Instructions to follow: Work through the entries below and show every line in which "track" is found.

---+---

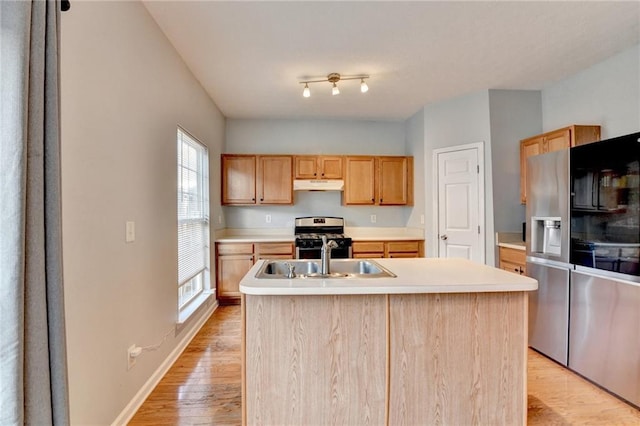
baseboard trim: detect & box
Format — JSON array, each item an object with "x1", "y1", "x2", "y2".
[{"x1": 111, "y1": 298, "x2": 218, "y2": 426}]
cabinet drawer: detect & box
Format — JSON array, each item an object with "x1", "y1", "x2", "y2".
[
  {"x1": 499, "y1": 246, "x2": 525, "y2": 266},
  {"x1": 352, "y1": 241, "x2": 385, "y2": 253},
  {"x1": 217, "y1": 243, "x2": 254, "y2": 255},
  {"x1": 386, "y1": 241, "x2": 420, "y2": 253},
  {"x1": 256, "y1": 242, "x2": 294, "y2": 256}
]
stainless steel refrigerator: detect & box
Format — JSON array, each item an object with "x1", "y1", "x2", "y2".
[
  {"x1": 525, "y1": 149, "x2": 571, "y2": 366},
  {"x1": 568, "y1": 133, "x2": 640, "y2": 407}
]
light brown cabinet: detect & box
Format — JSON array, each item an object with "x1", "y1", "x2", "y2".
[
  {"x1": 294, "y1": 155, "x2": 343, "y2": 180},
  {"x1": 216, "y1": 241, "x2": 295, "y2": 304},
  {"x1": 343, "y1": 156, "x2": 413, "y2": 206},
  {"x1": 520, "y1": 125, "x2": 600, "y2": 204},
  {"x1": 352, "y1": 240, "x2": 423, "y2": 258},
  {"x1": 222, "y1": 154, "x2": 293, "y2": 205},
  {"x1": 256, "y1": 156, "x2": 293, "y2": 205},
  {"x1": 216, "y1": 243, "x2": 255, "y2": 304},
  {"x1": 255, "y1": 242, "x2": 294, "y2": 260},
  {"x1": 352, "y1": 241, "x2": 386, "y2": 258},
  {"x1": 386, "y1": 241, "x2": 421, "y2": 258},
  {"x1": 222, "y1": 155, "x2": 256, "y2": 205},
  {"x1": 498, "y1": 246, "x2": 526, "y2": 275}
]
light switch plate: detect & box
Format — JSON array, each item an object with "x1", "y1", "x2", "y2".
[{"x1": 125, "y1": 221, "x2": 135, "y2": 243}]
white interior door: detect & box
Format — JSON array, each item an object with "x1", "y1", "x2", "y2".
[{"x1": 434, "y1": 144, "x2": 484, "y2": 262}]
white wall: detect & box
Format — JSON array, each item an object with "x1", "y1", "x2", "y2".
[
  {"x1": 61, "y1": 2, "x2": 225, "y2": 424},
  {"x1": 404, "y1": 108, "x2": 426, "y2": 229},
  {"x1": 423, "y1": 91, "x2": 495, "y2": 264},
  {"x1": 223, "y1": 119, "x2": 412, "y2": 228},
  {"x1": 488, "y1": 90, "x2": 542, "y2": 234},
  {"x1": 542, "y1": 44, "x2": 640, "y2": 138}
]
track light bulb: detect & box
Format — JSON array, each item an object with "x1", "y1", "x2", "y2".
[
  {"x1": 332, "y1": 83, "x2": 340, "y2": 96},
  {"x1": 303, "y1": 83, "x2": 310, "y2": 98},
  {"x1": 360, "y1": 79, "x2": 368, "y2": 93}
]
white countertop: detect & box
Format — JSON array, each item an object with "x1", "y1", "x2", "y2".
[
  {"x1": 498, "y1": 242, "x2": 526, "y2": 251},
  {"x1": 496, "y1": 232, "x2": 526, "y2": 251},
  {"x1": 240, "y1": 258, "x2": 537, "y2": 295},
  {"x1": 215, "y1": 227, "x2": 425, "y2": 243}
]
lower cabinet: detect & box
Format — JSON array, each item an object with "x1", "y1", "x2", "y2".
[
  {"x1": 216, "y1": 243, "x2": 255, "y2": 305},
  {"x1": 498, "y1": 246, "x2": 526, "y2": 275},
  {"x1": 352, "y1": 240, "x2": 424, "y2": 258},
  {"x1": 216, "y1": 242, "x2": 294, "y2": 304}
]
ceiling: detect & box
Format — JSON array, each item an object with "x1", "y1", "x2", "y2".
[{"x1": 143, "y1": 1, "x2": 640, "y2": 121}]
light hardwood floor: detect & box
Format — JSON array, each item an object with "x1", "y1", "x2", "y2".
[{"x1": 129, "y1": 305, "x2": 640, "y2": 425}]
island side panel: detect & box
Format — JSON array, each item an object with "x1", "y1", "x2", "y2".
[
  {"x1": 388, "y1": 292, "x2": 527, "y2": 426},
  {"x1": 244, "y1": 294, "x2": 387, "y2": 426}
]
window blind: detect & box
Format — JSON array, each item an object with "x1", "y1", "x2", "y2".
[{"x1": 177, "y1": 128, "x2": 209, "y2": 308}]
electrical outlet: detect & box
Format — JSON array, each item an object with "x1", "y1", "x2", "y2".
[
  {"x1": 127, "y1": 345, "x2": 138, "y2": 370},
  {"x1": 265, "y1": 214, "x2": 272, "y2": 223},
  {"x1": 420, "y1": 214, "x2": 425, "y2": 225},
  {"x1": 218, "y1": 215, "x2": 222, "y2": 224},
  {"x1": 125, "y1": 221, "x2": 135, "y2": 243},
  {"x1": 370, "y1": 214, "x2": 376, "y2": 223}
]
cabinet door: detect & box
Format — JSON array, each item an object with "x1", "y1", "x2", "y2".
[
  {"x1": 257, "y1": 156, "x2": 293, "y2": 205},
  {"x1": 222, "y1": 155, "x2": 256, "y2": 205},
  {"x1": 544, "y1": 128, "x2": 571, "y2": 153},
  {"x1": 217, "y1": 254, "x2": 254, "y2": 302},
  {"x1": 344, "y1": 157, "x2": 376, "y2": 205},
  {"x1": 520, "y1": 137, "x2": 543, "y2": 204},
  {"x1": 319, "y1": 156, "x2": 343, "y2": 179},
  {"x1": 294, "y1": 156, "x2": 318, "y2": 179},
  {"x1": 378, "y1": 157, "x2": 409, "y2": 205}
]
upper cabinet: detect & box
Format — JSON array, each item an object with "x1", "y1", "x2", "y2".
[
  {"x1": 222, "y1": 154, "x2": 256, "y2": 205},
  {"x1": 222, "y1": 154, "x2": 293, "y2": 205},
  {"x1": 344, "y1": 156, "x2": 414, "y2": 206},
  {"x1": 294, "y1": 156, "x2": 343, "y2": 180},
  {"x1": 378, "y1": 156, "x2": 413, "y2": 205},
  {"x1": 344, "y1": 156, "x2": 377, "y2": 204},
  {"x1": 520, "y1": 125, "x2": 600, "y2": 204},
  {"x1": 257, "y1": 155, "x2": 293, "y2": 204}
]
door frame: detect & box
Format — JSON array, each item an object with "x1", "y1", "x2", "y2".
[{"x1": 432, "y1": 142, "x2": 485, "y2": 263}]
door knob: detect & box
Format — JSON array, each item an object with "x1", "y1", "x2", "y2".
[{"x1": 440, "y1": 235, "x2": 448, "y2": 241}]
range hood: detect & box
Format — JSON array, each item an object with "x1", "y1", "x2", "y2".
[{"x1": 293, "y1": 179, "x2": 344, "y2": 191}]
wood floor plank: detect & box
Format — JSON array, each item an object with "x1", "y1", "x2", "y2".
[{"x1": 129, "y1": 304, "x2": 640, "y2": 426}]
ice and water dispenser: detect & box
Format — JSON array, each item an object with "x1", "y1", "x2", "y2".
[{"x1": 530, "y1": 217, "x2": 562, "y2": 257}]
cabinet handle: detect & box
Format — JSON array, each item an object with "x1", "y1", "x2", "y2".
[
  {"x1": 371, "y1": 198, "x2": 375, "y2": 202},
  {"x1": 252, "y1": 198, "x2": 255, "y2": 201},
  {"x1": 260, "y1": 198, "x2": 264, "y2": 201},
  {"x1": 321, "y1": 173, "x2": 324, "y2": 176},
  {"x1": 380, "y1": 198, "x2": 383, "y2": 203},
  {"x1": 314, "y1": 173, "x2": 317, "y2": 176}
]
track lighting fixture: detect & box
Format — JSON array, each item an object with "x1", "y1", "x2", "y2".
[
  {"x1": 299, "y1": 73, "x2": 370, "y2": 98},
  {"x1": 360, "y1": 78, "x2": 368, "y2": 93}
]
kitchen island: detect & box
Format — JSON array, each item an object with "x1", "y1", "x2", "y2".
[{"x1": 240, "y1": 258, "x2": 537, "y2": 426}]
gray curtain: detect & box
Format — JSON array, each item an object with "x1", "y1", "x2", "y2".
[{"x1": 1, "y1": 1, "x2": 70, "y2": 424}]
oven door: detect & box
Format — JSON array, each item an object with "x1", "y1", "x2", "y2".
[{"x1": 296, "y1": 246, "x2": 352, "y2": 259}]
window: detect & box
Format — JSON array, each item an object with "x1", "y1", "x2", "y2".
[{"x1": 177, "y1": 127, "x2": 209, "y2": 312}]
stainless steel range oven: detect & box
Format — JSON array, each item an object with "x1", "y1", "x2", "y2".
[{"x1": 294, "y1": 217, "x2": 352, "y2": 259}]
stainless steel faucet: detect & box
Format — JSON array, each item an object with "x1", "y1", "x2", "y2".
[{"x1": 321, "y1": 235, "x2": 338, "y2": 275}]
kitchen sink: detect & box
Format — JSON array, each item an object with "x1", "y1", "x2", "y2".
[{"x1": 255, "y1": 259, "x2": 396, "y2": 279}]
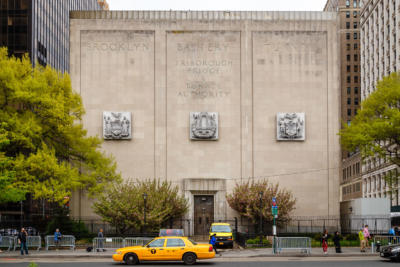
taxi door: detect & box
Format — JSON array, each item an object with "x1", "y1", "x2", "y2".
[
  {"x1": 142, "y1": 238, "x2": 167, "y2": 260},
  {"x1": 164, "y1": 238, "x2": 186, "y2": 260}
]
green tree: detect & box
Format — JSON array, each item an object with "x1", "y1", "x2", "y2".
[
  {"x1": 93, "y1": 179, "x2": 188, "y2": 235},
  {"x1": 340, "y1": 73, "x2": 400, "y2": 184},
  {"x1": 0, "y1": 47, "x2": 120, "y2": 204},
  {"x1": 226, "y1": 180, "x2": 296, "y2": 223}
]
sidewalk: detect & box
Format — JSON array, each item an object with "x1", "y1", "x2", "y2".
[{"x1": 0, "y1": 247, "x2": 380, "y2": 259}]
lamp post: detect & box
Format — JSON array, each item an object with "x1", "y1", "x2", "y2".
[
  {"x1": 143, "y1": 193, "x2": 147, "y2": 234},
  {"x1": 259, "y1": 191, "x2": 263, "y2": 246}
]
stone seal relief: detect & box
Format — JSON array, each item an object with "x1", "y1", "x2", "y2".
[
  {"x1": 277, "y1": 113, "x2": 305, "y2": 141},
  {"x1": 190, "y1": 112, "x2": 218, "y2": 140},
  {"x1": 103, "y1": 112, "x2": 132, "y2": 140}
]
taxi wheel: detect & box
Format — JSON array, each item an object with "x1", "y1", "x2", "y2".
[
  {"x1": 183, "y1": 252, "x2": 197, "y2": 265},
  {"x1": 124, "y1": 253, "x2": 139, "y2": 265}
]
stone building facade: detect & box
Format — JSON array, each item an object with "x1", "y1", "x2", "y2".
[
  {"x1": 69, "y1": 11, "x2": 341, "y2": 234},
  {"x1": 360, "y1": 0, "x2": 400, "y2": 208}
]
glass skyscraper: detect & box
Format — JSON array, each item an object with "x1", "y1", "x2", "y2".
[{"x1": 0, "y1": 0, "x2": 105, "y2": 73}]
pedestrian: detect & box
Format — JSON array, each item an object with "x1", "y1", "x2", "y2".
[
  {"x1": 54, "y1": 228, "x2": 62, "y2": 250},
  {"x1": 209, "y1": 233, "x2": 219, "y2": 255},
  {"x1": 0, "y1": 233, "x2": 2, "y2": 253},
  {"x1": 97, "y1": 228, "x2": 105, "y2": 252},
  {"x1": 358, "y1": 227, "x2": 365, "y2": 252},
  {"x1": 17, "y1": 228, "x2": 28, "y2": 255},
  {"x1": 321, "y1": 230, "x2": 328, "y2": 254},
  {"x1": 363, "y1": 225, "x2": 371, "y2": 249},
  {"x1": 333, "y1": 231, "x2": 342, "y2": 253},
  {"x1": 389, "y1": 226, "x2": 395, "y2": 244}
]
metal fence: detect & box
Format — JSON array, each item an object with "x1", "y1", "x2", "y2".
[
  {"x1": 92, "y1": 237, "x2": 153, "y2": 252},
  {"x1": 13, "y1": 236, "x2": 41, "y2": 251},
  {"x1": 273, "y1": 237, "x2": 312, "y2": 255},
  {"x1": 0, "y1": 236, "x2": 15, "y2": 251},
  {"x1": 45, "y1": 235, "x2": 75, "y2": 250}
]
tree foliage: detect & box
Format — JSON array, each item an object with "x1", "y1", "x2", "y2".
[
  {"x1": 226, "y1": 180, "x2": 296, "y2": 223},
  {"x1": 0, "y1": 47, "x2": 120, "y2": 204},
  {"x1": 340, "y1": 73, "x2": 400, "y2": 168},
  {"x1": 93, "y1": 179, "x2": 188, "y2": 235}
]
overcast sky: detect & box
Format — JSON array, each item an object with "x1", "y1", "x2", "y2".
[{"x1": 107, "y1": 0, "x2": 327, "y2": 11}]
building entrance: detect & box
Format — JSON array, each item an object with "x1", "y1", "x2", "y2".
[{"x1": 194, "y1": 195, "x2": 214, "y2": 236}]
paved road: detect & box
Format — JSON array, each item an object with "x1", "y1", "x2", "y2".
[{"x1": 0, "y1": 258, "x2": 395, "y2": 267}]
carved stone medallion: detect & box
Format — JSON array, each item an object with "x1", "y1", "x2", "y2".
[
  {"x1": 277, "y1": 113, "x2": 305, "y2": 141},
  {"x1": 103, "y1": 111, "x2": 132, "y2": 140},
  {"x1": 190, "y1": 112, "x2": 218, "y2": 140}
]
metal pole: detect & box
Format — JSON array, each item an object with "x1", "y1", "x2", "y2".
[
  {"x1": 20, "y1": 200, "x2": 23, "y2": 229},
  {"x1": 259, "y1": 192, "x2": 263, "y2": 246},
  {"x1": 144, "y1": 198, "x2": 147, "y2": 233}
]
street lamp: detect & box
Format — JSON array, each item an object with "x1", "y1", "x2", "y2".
[
  {"x1": 259, "y1": 191, "x2": 263, "y2": 245},
  {"x1": 143, "y1": 193, "x2": 147, "y2": 233}
]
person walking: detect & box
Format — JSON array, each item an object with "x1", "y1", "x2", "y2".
[
  {"x1": 17, "y1": 228, "x2": 28, "y2": 255},
  {"x1": 359, "y1": 227, "x2": 365, "y2": 252},
  {"x1": 209, "y1": 233, "x2": 219, "y2": 255},
  {"x1": 333, "y1": 231, "x2": 342, "y2": 253},
  {"x1": 321, "y1": 230, "x2": 328, "y2": 254},
  {"x1": 97, "y1": 228, "x2": 105, "y2": 252},
  {"x1": 363, "y1": 225, "x2": 371, "y2": 249},
  {"x1": 54, "y1": 228, "x2": 62, "y2": 250}
]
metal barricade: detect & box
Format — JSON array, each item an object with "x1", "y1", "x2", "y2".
[
  {"x1": 0, "y1": 236, "x2": 14, "y2": 251},
  {"x1": 13, "y1": 236, "x2": 41, "y2": 251},
  {"x1": 124, "y1": 237, "x2": 152, "y2": 247},
  {"x1": 274, "y1": 237, "x2": 311, "y2": 255},
  {"x1": 45, "y1": 235, "x2": 75, "y2": 250},
  {"x1": 373, "y1": 235, "x2": 400, "y2": 252},
  {"x1": 93, "y1": 237, "x2": 124, "y2": 252}
]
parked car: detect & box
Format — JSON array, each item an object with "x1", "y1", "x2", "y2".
[
  {"x1": 209, "y1": 223, "x2": 234, "y2": 249},
  {"x1": 380, "y1": 244, "x2": 400, "y2": 261}
]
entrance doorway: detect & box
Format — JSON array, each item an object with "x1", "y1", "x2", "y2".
[{"x1": 194, "y1": 195, "x2": 214, "y2": 236}]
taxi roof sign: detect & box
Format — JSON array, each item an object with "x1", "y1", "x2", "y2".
[{"x1": 159, "y1": 229, "x2": 185, "y2": 237}]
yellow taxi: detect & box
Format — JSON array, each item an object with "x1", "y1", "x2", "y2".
[
  {"x1": 112, "y1": 236, "x2": 215, "y2": 265},
  {"x1": 209, "y1": 223, "x2": 234, "y2": 249}
]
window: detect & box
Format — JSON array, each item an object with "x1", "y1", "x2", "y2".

---+---

Result of this exercise:
track light bulb: detect & box
track lighting fixture: detect & box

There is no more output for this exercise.